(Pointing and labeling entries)
- - -
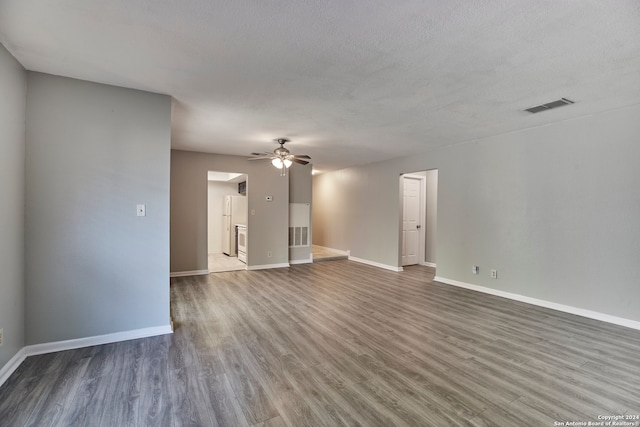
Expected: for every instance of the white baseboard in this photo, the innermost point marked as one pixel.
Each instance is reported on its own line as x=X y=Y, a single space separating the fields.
x=546 y=304
x=12 y=365
x=51 y=347
x=332 y=250
x=267 y=266
x=189 y=273
x=375 y=264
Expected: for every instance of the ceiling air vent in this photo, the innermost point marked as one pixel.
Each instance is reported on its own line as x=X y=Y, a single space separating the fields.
x=549 y=105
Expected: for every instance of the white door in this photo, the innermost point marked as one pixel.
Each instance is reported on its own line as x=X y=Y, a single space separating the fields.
x=411 y=221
- - -
# Goal:
Rewrite every line of the records above, requests included, with each x and y point coordinate in the answers multiplied by 1.9 and rounded to the nearest whole number, halves rounding up. Leave the pictures out of what you return.

# Finished exercise:
Expected: for every instance of the white baseboard in this photo, the innermost point marked as one pixel.
Each instance is reported on its own line as x=X y=Y, a single space separating the fields.
x=1037 y=578
x=23 y=694
x=97 y=659
x=631 y=475
x=507 y=505
x=359 y=519
x=713 y=502
Expected: for every instance of the ceiling air vent in this photo, the innermost point marked as one pixel.
Each instance is reported on its own line as x=X y=Y, a single space separating the fields.
x=1043 y=200
Expected: for every instance of the white door in this photo, the innermost point marked as one pixel.
Each instance is reported on its own line as x=X y=Y, a single space separating the fields.
x=781 y=420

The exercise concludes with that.